## Estratto del documento
· · ·
La storia di Rosa

Questa testimonianza, in prima persona, è quella di Rosa Gaiaschi Pettenghi.
Pavese, fu arrestata e deportata nel 1944. Condivido con voi le sue vicende.

> Deportata a Bolzano

La sera del 20 settembre del 1944
i tedeschi ci hanno prelevato dalle carceri di San Vittore e ci hanno portato a Bolzano. Durante il viaggio in pullman ho avuto la gioia di avere vicino a me mio marito e mio figlio. Il viaggio non era né bello, né brutto, ma sempre con lo spavento, perché non si sapeva dove si andava.
Quando siamo arrivati a Bolzano, hanno diviso gli uomini dalle donne. Un reticolato divideva i due campi, così al mattino quando ci si alzava si poteva parlare con i nostri mariti, con i figli. lo parlavo spesso con mio marito e con il mio ragazzo che aveva quindici anni e mezzo ed era ancora un bambino per me. Di pavesi a Bolzano ho incontrato l’Anna Botto, Alberti, Gragnani con la moglie, Lambri, Gatti, Bertoni, Guglielmo Scapolla che era sempre insieme a mio marito e a Gragnani. Rispetto a Ravensbrück, Bolzano era il paradiso: mangiavamo due volte al giorno e discretamente: il lavoro non era pesante: io andavo ad attaccare i bottoni in una caserma di alpini. Avevamo una tuta blu con il triangolo rosso sulla manica ed il numero: il mio era il 49. Eravamo in baracche: alle nove tiravano il catenaccio, però ci si parlava attraverso un muro non troppo allo che divideva le camerate degli uomini da quelle delle donne. La Ginella chiedeva sempre a un certo Guido di cantare e lui ogni sera cantava “Buona notte mamma”; non era un canto allegro e ci faceva piangere spesso.
· · ·
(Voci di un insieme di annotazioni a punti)
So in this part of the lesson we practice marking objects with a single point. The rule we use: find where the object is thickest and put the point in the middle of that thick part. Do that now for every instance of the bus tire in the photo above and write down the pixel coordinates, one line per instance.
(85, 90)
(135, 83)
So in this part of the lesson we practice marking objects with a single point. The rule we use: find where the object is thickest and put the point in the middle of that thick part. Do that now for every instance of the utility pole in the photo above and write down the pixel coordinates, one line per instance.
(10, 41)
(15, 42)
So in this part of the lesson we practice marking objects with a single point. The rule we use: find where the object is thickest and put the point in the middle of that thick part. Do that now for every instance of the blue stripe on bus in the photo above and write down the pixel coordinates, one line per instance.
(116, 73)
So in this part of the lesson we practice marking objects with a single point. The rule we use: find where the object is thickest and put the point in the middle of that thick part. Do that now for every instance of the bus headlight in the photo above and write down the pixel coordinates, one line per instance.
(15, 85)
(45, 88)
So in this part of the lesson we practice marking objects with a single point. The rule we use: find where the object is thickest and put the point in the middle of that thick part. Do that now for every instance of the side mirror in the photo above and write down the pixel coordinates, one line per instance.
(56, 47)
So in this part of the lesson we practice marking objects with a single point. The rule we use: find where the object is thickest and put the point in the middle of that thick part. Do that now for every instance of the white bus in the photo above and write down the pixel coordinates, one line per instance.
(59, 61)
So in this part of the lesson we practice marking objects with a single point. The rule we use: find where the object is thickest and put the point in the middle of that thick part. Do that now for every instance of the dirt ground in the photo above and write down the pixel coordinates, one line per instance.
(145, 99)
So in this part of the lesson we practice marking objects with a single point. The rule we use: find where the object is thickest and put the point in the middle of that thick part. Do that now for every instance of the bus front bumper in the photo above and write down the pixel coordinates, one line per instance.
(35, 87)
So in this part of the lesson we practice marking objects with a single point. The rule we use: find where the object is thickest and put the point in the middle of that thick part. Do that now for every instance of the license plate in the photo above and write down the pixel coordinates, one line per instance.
· · ·
## Il tuo compito
Ripeti parola per parola il passo della testimonianza di Rosa che va da "La storia di" a "dove si andava.".

## Risposta attesa
La storia di Rosa

Questa testimonianza, in prima persona, è quella di Rosa Gaiaschi Pettenghi.
Pavese, fu arrestata e deportata nel 1944. Condivido con voi le sue vicende.

> Deportata a Bolzano

La sera del 20 settembre del 1944
i tedeschi ci hanno prelevato dalle carceri di San Vittore e ci hanno portato a Bolzano. Durante il viaggio in pullman ho avuto la gioia di avere vicino a me mio marito e mio figlio. Il viaggio non era né bello, né brutto, ma sempre con lo spavento, perché non si sapeva dove si andava.